Task brief:
In the stretch from the line containing "If you could segment every instance of the black" through the end of the entries, replace "even-odd rule" with "nonzero winding rule" and keep everything else unchanged. Leave the pictures out of your answer.

BEGIN Supplied entries

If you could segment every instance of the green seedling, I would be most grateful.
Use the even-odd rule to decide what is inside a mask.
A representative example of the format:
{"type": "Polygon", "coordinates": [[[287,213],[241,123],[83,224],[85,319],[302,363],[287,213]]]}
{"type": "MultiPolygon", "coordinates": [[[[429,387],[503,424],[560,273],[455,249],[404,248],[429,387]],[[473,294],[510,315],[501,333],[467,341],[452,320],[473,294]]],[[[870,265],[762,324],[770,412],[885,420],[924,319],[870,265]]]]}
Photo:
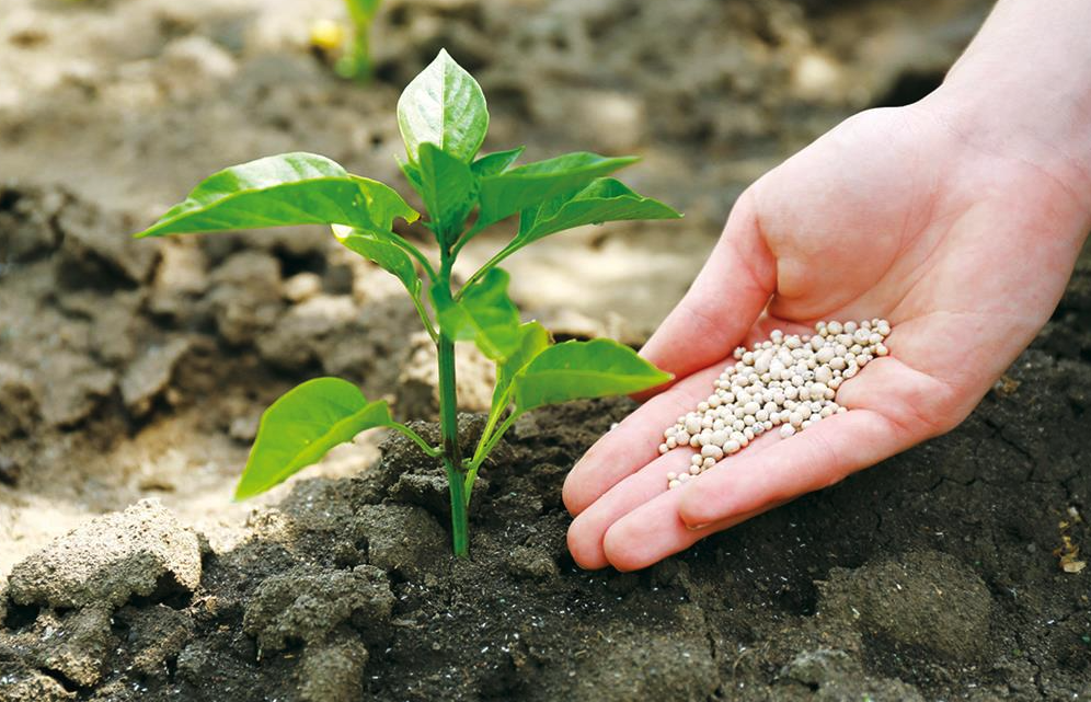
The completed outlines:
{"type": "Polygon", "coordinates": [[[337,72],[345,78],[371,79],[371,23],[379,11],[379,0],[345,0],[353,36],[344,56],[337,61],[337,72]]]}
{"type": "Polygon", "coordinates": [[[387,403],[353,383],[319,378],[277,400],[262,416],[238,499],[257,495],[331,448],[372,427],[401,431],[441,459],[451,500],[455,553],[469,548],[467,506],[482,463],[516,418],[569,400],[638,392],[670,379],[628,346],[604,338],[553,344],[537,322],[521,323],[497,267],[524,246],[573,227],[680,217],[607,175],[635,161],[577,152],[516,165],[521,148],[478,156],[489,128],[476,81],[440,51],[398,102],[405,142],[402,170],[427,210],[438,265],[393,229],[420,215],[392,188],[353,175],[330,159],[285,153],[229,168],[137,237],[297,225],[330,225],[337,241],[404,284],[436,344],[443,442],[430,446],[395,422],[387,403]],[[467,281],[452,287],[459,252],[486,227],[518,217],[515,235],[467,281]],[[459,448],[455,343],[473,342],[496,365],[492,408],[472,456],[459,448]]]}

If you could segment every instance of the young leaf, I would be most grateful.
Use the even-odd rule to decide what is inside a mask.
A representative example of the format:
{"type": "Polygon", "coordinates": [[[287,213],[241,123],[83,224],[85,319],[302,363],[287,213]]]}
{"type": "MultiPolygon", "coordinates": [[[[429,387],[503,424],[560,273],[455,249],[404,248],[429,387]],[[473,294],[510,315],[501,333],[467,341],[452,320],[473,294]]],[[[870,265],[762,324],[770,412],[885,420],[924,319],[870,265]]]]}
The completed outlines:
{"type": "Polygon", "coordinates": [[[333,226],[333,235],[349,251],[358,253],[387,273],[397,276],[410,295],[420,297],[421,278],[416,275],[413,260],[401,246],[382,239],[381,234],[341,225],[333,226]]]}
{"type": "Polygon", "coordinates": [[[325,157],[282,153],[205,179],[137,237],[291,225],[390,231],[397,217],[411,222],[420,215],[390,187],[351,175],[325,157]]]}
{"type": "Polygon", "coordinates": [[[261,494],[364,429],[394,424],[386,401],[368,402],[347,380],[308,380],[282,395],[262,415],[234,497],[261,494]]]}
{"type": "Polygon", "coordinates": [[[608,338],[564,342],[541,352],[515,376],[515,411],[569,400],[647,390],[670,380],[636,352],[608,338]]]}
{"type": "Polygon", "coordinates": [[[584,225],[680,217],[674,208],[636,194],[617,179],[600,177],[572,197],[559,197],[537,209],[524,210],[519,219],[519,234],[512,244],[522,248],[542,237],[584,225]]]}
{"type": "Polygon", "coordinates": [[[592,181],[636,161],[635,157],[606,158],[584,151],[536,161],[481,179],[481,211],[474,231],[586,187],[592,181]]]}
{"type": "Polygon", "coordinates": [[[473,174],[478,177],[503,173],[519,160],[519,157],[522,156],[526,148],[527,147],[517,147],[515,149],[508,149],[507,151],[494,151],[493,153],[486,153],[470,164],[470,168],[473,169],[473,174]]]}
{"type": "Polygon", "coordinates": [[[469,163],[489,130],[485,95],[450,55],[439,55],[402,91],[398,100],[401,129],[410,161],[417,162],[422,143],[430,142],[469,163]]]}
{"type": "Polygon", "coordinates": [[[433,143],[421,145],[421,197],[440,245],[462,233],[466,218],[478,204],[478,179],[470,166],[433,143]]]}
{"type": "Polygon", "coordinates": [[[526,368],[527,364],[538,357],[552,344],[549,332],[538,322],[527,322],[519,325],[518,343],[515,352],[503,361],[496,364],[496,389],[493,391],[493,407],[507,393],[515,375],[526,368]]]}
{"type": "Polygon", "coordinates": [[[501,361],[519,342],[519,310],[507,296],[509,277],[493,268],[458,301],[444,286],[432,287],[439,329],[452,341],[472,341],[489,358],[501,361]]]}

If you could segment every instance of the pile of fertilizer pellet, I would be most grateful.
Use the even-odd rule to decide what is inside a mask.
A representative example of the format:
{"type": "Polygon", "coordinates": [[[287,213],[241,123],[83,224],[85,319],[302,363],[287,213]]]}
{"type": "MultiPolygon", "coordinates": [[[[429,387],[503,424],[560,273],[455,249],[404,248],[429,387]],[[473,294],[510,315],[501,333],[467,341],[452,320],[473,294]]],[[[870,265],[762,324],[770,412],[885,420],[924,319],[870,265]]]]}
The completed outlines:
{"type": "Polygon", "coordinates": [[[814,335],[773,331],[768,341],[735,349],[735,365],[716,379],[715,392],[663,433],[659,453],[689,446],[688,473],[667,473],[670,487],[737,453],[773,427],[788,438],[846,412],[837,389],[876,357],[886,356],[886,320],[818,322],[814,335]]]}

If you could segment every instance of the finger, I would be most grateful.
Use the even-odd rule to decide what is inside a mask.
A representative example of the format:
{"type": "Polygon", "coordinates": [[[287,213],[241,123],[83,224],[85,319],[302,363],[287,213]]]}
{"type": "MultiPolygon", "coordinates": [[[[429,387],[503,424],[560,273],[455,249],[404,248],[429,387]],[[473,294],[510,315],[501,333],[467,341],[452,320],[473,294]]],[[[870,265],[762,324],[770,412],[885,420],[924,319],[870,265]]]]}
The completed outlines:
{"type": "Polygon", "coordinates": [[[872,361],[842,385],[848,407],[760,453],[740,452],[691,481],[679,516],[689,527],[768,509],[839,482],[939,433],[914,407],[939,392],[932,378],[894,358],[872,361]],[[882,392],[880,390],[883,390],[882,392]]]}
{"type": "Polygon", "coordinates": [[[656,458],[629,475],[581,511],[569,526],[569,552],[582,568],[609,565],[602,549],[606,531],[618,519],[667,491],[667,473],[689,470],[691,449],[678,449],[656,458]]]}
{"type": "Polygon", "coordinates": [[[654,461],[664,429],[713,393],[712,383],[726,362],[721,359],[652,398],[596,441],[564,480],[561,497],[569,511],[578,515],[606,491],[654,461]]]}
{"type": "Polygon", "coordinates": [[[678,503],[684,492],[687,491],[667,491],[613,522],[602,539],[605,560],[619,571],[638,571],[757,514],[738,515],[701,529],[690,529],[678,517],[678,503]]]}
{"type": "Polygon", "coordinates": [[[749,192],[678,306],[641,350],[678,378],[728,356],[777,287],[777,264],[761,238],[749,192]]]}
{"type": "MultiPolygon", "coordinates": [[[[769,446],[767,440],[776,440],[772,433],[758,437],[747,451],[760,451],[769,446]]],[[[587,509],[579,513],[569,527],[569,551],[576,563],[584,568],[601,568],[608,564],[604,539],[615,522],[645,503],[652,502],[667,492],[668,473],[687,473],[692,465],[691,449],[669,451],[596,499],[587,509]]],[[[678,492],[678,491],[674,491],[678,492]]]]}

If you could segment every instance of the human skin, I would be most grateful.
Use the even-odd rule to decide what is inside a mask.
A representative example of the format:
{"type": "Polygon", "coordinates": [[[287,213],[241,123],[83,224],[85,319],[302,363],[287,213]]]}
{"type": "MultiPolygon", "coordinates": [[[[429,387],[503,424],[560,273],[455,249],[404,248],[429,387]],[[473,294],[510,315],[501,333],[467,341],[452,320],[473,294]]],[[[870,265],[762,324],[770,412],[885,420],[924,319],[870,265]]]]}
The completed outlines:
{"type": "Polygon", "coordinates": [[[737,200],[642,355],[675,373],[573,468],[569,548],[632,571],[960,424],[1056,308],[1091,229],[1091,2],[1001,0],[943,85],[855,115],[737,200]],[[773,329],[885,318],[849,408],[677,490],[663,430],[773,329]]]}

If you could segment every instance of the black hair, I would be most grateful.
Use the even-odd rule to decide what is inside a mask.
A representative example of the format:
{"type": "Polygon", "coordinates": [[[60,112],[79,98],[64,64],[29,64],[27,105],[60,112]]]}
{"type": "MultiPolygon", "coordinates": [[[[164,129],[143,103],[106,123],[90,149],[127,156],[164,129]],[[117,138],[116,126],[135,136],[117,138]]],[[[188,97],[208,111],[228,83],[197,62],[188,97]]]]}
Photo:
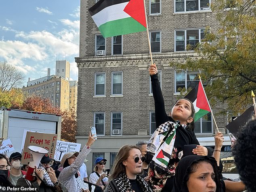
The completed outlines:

END Supplied entries

Output of the task:
If you could segment every instance of the black hair, I would be most grateful.
Use the nonzero winding rule to decide what is inside a mask.
A representative example of the format:
{"type": "Polygon", "coordinates": [[[60,112],[79,98],[64,64],[29,64],[27,105],[60,112]]]}
{"type": "MultiPolygon", "coordinates": [[[[164,129],[143,103],[106,123],[90,149],[127,156],[164,129]],[[117,138],[116,126],[135,136],[117,138]]],[[[188,97],[208,111],[228,83],[197,62],[188,97]]]]}
Photo:
The completed outlines:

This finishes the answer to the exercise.